Raw data
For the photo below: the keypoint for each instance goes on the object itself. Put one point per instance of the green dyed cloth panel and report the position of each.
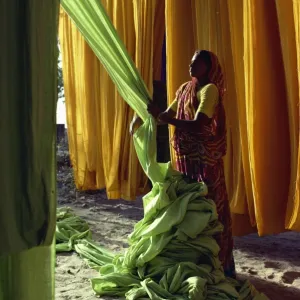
(91, 19)
(172, 251)
(28, 96)
(28, 93)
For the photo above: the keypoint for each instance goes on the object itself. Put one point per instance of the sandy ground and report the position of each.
(271, 263)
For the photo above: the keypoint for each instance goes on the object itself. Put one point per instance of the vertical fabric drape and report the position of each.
(28, 93)
(288, 17)
(101, 148)
(257, 43)
(158, 38)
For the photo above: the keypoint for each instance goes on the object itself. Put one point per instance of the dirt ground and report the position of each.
(271, 263)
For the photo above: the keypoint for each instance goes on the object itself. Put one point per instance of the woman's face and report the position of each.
(198, 67)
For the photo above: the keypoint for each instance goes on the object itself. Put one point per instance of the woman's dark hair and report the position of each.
(205, 56)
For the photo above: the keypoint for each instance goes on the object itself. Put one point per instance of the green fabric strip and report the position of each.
(172, 253)
(28, 93)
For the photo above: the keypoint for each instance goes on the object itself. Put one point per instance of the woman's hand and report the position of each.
(165, 117)
(153, 110)
(135, 124)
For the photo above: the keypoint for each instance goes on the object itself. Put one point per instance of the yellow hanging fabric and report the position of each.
(288, 17)
(267, 118)
(259, 49)
(101, 149)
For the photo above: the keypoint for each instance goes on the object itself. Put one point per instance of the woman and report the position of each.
(200, 138)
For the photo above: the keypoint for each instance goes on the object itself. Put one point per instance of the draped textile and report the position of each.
(101, 148)
(262, 100)
(28, 96)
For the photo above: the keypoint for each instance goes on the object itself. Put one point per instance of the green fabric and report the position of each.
(28, 96)
(28, 93)
(172, 253)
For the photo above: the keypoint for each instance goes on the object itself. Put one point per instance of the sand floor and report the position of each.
(271, 263)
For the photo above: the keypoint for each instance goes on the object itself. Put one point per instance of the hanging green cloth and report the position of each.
(28, 93)
(172, 253)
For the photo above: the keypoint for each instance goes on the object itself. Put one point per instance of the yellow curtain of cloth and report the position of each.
(101, 148)
(158, 38)
(258, 45)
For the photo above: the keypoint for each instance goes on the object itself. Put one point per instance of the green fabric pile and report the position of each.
(172, 252)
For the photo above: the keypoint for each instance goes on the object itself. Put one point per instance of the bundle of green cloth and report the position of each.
(172, 251)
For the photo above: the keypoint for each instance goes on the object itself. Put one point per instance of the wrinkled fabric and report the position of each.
(28, 93)
(173, 253)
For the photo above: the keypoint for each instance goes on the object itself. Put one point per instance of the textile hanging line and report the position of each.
(172, 210)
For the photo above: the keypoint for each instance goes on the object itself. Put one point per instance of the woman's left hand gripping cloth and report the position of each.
(172, 253)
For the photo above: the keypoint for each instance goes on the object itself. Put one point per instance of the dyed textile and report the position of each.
(200, 155)
(177, 216)
(172, 252)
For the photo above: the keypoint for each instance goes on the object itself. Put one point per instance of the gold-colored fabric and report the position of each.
(101, 148)
(258, 46)
(158, 37)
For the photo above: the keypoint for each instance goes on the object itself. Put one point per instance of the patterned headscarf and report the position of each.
(216, 77)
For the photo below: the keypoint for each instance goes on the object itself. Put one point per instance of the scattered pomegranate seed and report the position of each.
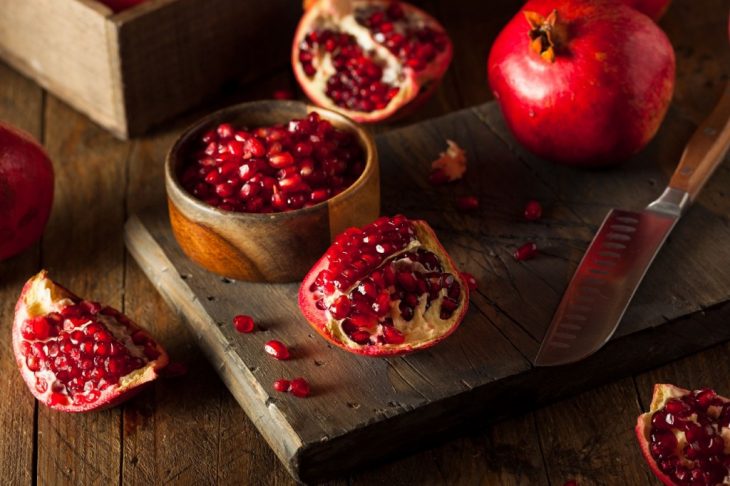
(281, 385)
(471, 282)
(526, 251)
(243, 323)
(533, 210)
(283, 94)
(270, 169)
(277, 349)
(450, 165)
(299, 387)
(467, 203)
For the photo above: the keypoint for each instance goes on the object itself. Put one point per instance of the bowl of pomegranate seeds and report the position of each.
(258, 190)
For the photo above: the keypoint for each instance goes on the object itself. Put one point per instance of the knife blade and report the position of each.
(625, 246)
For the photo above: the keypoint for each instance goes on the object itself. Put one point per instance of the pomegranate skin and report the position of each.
(26, 191)
(604, 96)
(653, 8)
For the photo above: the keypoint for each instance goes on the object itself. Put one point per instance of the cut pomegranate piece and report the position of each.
(369, 58)
(272, 169)
(387, 288)
(76, 355)
(685, 436)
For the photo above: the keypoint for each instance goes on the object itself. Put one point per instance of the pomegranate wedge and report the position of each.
(385, 289)
(685, 436)
(76, 355)
(369, 59)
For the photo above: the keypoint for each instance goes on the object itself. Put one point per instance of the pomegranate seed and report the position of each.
(299, 388)
(277, 349)
(533, 211)
(243, 323)
(471, 282)
(283, 94)
(467, 203)
(526, 251)
(281, 385)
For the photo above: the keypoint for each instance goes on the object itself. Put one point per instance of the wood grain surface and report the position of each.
(191, 430)
(398, 402)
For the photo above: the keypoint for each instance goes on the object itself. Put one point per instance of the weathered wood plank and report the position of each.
(590, 438)
(82, 248)
(21, 104)
(490, 353)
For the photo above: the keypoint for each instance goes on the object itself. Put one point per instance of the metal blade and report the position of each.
(604, 283)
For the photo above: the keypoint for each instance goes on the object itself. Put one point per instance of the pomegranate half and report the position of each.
(76, 355)
(580, 82)
(685, 436)
(384, 289)
(26, 190)
(369, 59)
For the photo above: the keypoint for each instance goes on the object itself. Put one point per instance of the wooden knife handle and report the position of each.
(705, 150)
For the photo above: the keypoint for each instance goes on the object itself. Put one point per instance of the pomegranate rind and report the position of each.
(41, 295)
(663, 392)
(318, 318)
(416, 87)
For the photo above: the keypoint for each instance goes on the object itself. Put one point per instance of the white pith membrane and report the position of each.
(426, 323)
(43, 297)
(663, 394)
(341, 16)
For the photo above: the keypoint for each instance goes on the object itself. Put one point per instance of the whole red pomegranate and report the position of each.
(385, 289)
(685, 437)
(653, 8)
(369, 59)
(26, 190)
(77, 355)
(582, 82)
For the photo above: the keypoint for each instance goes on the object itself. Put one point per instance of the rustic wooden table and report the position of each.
(190, 430)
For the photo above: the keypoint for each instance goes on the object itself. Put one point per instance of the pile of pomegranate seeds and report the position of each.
(687, 441)
(81, 352)
(277, 349)
(243, 324)
(274, 169)
(299, 387)
(360, 82)
(413, 278)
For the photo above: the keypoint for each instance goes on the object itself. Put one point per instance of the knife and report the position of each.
(624, 247)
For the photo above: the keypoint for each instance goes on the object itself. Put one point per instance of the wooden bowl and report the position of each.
(266, 247)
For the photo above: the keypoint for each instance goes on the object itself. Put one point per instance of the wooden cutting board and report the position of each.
(363, 409)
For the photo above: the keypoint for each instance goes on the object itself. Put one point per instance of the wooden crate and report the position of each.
(131, 70)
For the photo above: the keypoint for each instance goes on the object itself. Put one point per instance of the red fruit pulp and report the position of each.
(277, 349)
(273, 169)
(685, 436)
(582, 83)
(243, 323)
(387, 288)
(368, 58)
(26, 191)
(76, 355)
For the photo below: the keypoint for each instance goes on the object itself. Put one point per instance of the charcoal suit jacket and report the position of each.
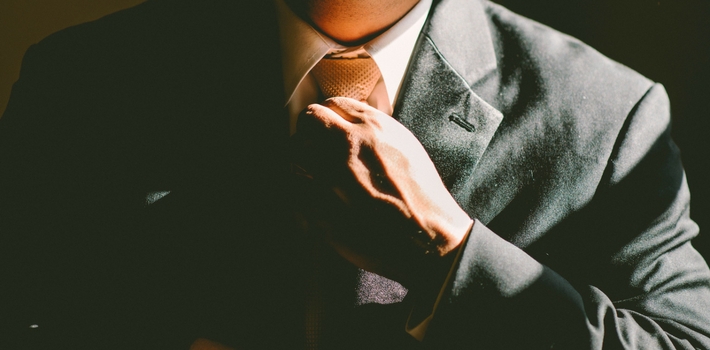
(144, 189)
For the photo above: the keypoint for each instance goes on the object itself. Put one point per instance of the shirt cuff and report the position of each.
(417, 328)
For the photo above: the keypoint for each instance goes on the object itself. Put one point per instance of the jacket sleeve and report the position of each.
(621, 273)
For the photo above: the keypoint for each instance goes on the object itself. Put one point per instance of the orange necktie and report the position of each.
(347, 77)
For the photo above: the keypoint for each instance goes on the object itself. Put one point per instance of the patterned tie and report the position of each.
(347, 77)
(355, 78)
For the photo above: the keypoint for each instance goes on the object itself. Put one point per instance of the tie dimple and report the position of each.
(347, 77)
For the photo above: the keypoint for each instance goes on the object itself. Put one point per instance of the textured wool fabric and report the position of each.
(582, 238)
(346, 77)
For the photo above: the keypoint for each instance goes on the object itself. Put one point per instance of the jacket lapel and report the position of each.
(436, 102)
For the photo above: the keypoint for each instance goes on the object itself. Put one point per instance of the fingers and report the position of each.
(328, 117)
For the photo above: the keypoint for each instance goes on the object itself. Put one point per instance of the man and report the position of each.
(148, 183)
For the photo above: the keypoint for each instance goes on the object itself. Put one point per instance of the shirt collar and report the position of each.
(302, 46)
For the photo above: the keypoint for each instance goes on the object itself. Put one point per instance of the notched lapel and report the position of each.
(453, 124)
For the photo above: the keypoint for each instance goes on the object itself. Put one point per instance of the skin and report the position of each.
(352, 22)
(384, 165)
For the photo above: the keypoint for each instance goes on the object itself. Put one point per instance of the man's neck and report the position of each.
(351, 22)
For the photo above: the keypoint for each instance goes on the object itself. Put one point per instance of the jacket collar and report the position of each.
(436, 102)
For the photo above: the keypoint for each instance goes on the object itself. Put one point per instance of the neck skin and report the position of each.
(351, 22)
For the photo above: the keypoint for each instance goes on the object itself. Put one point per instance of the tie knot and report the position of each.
(347, 77)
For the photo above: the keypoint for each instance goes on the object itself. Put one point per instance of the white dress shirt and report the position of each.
(303, 46)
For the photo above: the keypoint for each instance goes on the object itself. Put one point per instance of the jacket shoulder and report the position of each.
(568, 74)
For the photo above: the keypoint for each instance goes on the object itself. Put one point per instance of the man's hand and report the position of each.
(398, 215)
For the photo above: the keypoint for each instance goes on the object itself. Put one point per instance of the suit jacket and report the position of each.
(144, 189)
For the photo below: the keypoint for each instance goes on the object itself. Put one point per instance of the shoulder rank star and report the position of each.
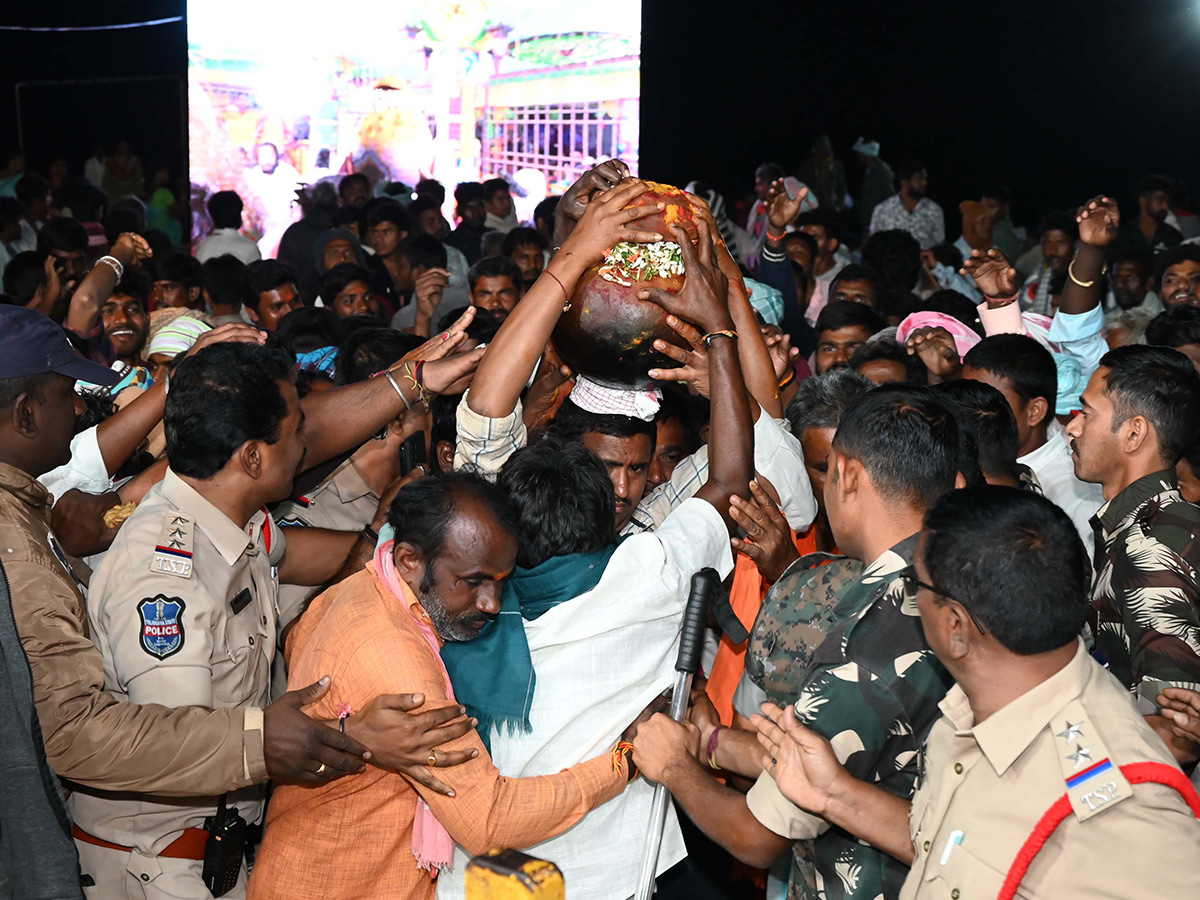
(1081, 755)
(173, 552)
(1072, 732)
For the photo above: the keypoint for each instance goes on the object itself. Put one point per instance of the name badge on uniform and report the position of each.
(162, 625)
(240, 601)
(173, 552)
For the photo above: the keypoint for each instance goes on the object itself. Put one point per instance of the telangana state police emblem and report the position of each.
(162, 625)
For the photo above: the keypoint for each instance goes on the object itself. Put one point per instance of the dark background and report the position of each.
(1057, 100)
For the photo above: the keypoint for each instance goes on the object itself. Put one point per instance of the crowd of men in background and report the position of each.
(342, 523)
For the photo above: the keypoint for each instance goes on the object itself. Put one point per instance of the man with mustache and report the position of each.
(1140, 413)
(125, 319)
(184, 611)
(1177, 276)
(1059, 234)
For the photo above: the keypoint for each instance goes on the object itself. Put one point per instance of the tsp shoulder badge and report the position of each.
(162, 625)
(173, 552)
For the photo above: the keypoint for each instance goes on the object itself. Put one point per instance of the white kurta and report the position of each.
(600, 659)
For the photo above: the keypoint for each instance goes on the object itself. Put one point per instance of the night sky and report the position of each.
(1056, 100)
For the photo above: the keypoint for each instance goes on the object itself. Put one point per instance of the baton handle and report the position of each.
(705, 586)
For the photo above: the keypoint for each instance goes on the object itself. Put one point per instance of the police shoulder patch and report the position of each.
(162, 625)
(173, 552)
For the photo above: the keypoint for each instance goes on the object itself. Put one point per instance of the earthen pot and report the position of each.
(609, 333)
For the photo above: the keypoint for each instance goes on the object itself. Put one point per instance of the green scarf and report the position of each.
(492, 675)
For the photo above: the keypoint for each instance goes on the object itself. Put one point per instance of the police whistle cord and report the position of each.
(705, 586)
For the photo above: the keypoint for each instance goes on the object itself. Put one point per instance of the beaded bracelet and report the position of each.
(711, 335)
(115, 265)
(391, 381)
(711, 750)
(623, 751)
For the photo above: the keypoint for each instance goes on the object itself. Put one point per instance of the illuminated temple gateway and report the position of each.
(577, 101)
(459, 91)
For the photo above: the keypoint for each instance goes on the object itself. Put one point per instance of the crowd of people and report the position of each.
(325, 573)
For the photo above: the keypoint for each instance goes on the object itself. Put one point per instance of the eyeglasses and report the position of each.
(913, 585)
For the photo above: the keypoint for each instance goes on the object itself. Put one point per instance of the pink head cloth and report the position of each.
(964, 337)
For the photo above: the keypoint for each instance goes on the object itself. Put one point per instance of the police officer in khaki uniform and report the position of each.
(348, 499)
(183, 610)
(1042, 779)
(91, 738)
(184, 607)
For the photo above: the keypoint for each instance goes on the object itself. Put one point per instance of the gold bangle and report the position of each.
(1071, 273)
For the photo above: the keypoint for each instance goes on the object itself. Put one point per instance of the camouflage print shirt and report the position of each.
(1145, 598)
(867, 681)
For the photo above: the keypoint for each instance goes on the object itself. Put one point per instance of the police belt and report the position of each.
(190, 845)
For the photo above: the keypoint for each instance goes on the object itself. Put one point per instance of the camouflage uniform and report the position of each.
(1145, 595)
(855, 655)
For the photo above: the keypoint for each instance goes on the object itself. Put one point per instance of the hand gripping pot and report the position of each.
(609, 333)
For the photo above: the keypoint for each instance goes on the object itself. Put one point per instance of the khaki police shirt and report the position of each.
(183, 610)
(987, 786)
(89, 736)
(343, 502)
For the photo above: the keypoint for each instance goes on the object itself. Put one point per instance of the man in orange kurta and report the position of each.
(378, 834)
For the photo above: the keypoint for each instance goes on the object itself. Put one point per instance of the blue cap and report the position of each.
(33, 345)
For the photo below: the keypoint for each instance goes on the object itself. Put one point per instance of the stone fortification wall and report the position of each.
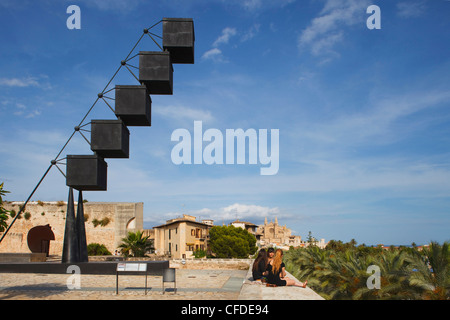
(106, 223)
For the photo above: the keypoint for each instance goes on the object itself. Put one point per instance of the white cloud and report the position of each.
(325, 31)
(251, 32)
(237, 211)
(213, 54)
(16, 82)
(410, 9)
(182, 113)
(224, 38)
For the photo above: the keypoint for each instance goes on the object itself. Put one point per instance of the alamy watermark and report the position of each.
(230, 148)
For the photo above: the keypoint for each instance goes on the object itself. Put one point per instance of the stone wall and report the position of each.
(115, 220)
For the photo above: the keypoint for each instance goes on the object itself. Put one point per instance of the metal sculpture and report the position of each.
(110, 138)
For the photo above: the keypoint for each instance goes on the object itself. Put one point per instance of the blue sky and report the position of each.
(363, 115)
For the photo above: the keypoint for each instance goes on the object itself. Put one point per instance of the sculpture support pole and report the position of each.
(71, 250)
(82, 245)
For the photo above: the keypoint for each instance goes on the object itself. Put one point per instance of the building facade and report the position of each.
(106, 223)
(272, 234)
(180, 237)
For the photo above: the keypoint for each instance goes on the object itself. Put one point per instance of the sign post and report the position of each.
(131, 267)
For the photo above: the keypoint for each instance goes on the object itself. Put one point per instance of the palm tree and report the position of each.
(430, 272)
(3, 211)
(136, 245)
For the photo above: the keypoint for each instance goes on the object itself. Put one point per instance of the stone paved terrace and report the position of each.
(207, 282)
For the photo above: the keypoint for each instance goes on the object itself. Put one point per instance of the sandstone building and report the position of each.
(180, 237)
(273, 234)
(106, 223)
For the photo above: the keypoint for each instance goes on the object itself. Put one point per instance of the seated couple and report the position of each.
(269, 267)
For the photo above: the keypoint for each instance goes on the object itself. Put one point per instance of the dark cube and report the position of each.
(179, 38)
(86, 172)
(156, 72)
(110, 138)
(133, 105)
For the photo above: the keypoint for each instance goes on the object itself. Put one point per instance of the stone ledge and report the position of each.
(254, 290)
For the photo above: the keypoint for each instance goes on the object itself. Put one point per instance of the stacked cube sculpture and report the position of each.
(110, 138)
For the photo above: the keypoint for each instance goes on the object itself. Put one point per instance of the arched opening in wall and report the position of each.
(39, 238)
(131, 225)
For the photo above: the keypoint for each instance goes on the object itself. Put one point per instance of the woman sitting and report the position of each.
(260, 266)
(277, 273)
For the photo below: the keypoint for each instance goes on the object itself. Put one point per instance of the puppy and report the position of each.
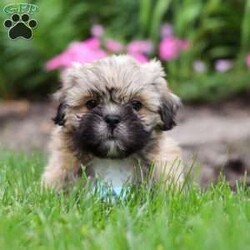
(112, 119)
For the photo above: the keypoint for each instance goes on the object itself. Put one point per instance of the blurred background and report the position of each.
(204, 46)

Task description
Transcribe, word for word, every line from the one containing "blurred background and report the position of each." through the final line of the entries, and nothing else.

Exercise answer
For the photo above: the keypoint for each instance goes on the object itself. Put one point per instance of the blurred background and report the position of each.
(204, 46)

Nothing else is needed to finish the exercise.